## 本文:
こんにちは。
ナチュラル薬膳生活文化普及協会理事長、薬膳ライフコーチ須崎桂子けいてぃーです♪
これまで薬剤師、看護師、料理教室の先生、エステティシャン、薬膳の専門家になりたい大人女性のみなさんに、本格的な薬膳コースをオリジナルテキストで十数年教え続けてきた実績を持っています。
薬膳ライフのまいにちライブ配信をご覧になって、免疫を整えたり、浮腫みを改善したりする黄耆(おうぎ)という名前の中薬(生薬のこと)を知った視聴者さまからご質問がありました。
「薬膳フードセラピーに使ってみたいと思っても、日本では一般に手に入りません。」
「その代わりに「防已黄耆湯(ぼういおうぎとう)」でもいいですか?」
♣黄耆(おうぎ)免疫を整えたり、気を補給したり、むくみを除くのに役立つ中薬(生薬)です。
そこで今日は漢方薬と薬膳フードセラピーの関係にちなんだ話題。
慢性的なむくみの改善に「防已黄耆湯」のような漢方薬を服用を考えている人が食べたい、薬膳フードセラピーのお話しです。
まずは食事で改善。そのうえで専門家のアドバイスで防已黄耆湯。
中国伝統医学の先人の知恵では、不調があったらまずは食事で改善しようといわれています。
そのうえで、どうしても不調が改善しなかったら次の手段として、漢方薬を使うのがマル。
それに漢方薬とひとくちに言っても様々な種類があります。
漢方薬によっては急性病に処方するものなど、毒性のある薬草が加工されて配合されている場合もあるので、専門家のアドバイスが必要なのです。
ご質問を頂いた次の日にライブ配信で、「防已黄耆湯(ぼういおうぎとう)」について楽しく語りましたので、ご興味がございましたらどうぞ。
黄耆(おうぎ)は、中薬の中でもわたくしが一番好きな気(生体エネルギー)を補給する薬膳素材です。
でも、中国や香港や台湾や韓国などと違って日本ではお薬の扱いなので、家庭料理用には手に入れられないのです。
わたくしは毎年香港に薬膳素材を調達しに出かけていくので、黄耆(おうぎ)も買ってきます。

## 作業内容:
**A.** 本文によると、黄耆は日本ではどのような扱いになっていますか。
**B.** 本文で、須崎桂子さんがこれまで薬膳コースを教えてきた相手として挙げている職業をすべて書き出しなさい。
**C.** 本文のうち、「慢性的なむくみの改善に「防已」から「して、漢方薬を使うのがマル。」までを、両端の語句も含めてそのまま書き写しなさい。
本文の内容だけを使って答えてください。

## 抽出データ:
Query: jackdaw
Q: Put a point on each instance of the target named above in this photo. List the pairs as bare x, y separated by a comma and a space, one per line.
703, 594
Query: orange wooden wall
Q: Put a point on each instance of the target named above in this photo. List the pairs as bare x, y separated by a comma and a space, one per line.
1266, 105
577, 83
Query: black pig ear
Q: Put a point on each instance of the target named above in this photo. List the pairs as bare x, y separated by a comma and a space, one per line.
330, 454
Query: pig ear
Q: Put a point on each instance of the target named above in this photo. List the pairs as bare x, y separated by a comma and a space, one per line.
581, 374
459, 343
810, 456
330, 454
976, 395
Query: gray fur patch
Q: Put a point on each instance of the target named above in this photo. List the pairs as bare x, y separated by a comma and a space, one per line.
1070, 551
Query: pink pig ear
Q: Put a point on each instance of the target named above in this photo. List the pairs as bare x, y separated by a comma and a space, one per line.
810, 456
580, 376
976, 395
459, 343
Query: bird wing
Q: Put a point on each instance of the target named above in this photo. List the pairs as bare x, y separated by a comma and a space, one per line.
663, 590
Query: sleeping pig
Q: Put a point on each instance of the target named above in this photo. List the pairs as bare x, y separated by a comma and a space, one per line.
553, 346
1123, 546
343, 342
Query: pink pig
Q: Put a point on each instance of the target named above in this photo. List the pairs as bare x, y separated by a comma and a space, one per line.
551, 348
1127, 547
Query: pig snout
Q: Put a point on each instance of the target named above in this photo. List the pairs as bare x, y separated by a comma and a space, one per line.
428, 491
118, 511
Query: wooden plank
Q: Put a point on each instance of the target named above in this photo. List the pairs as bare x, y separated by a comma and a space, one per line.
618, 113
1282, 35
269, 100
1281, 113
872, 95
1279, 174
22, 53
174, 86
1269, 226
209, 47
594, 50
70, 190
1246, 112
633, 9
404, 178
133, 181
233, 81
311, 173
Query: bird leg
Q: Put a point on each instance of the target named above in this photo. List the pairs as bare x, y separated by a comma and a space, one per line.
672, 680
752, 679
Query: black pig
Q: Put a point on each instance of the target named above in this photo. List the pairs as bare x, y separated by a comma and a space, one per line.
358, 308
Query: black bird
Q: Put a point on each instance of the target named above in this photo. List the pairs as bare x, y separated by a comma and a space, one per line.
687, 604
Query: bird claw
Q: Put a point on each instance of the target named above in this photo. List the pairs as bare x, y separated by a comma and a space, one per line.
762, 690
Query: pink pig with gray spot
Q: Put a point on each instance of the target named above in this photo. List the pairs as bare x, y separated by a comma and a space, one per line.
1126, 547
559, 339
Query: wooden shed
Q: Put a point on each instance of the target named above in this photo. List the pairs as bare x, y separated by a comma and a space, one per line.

## 解答一覧:
**A.** お薬の扱いなので、家庭料理用には手に入れられません。

**B.** 薬剤師、看護師、料理教室の先生、エステティシャン

**C.**
慢性的なむくみの改善に「防已黄耆湯」のような漢方薬を服用を考えている人が食べたい、薬膳フードセラピーのお話しです。
まずは食事で改善。そのうえで専門家のアドバイスで防已黄耆湯。
中国伝統医学の先人の知恵では、不調があったらまずは食事で改善しようといわれています。
そのうえで、どうしても不調が改善しなかったら次の手段として、漢方薬を使うのがマル。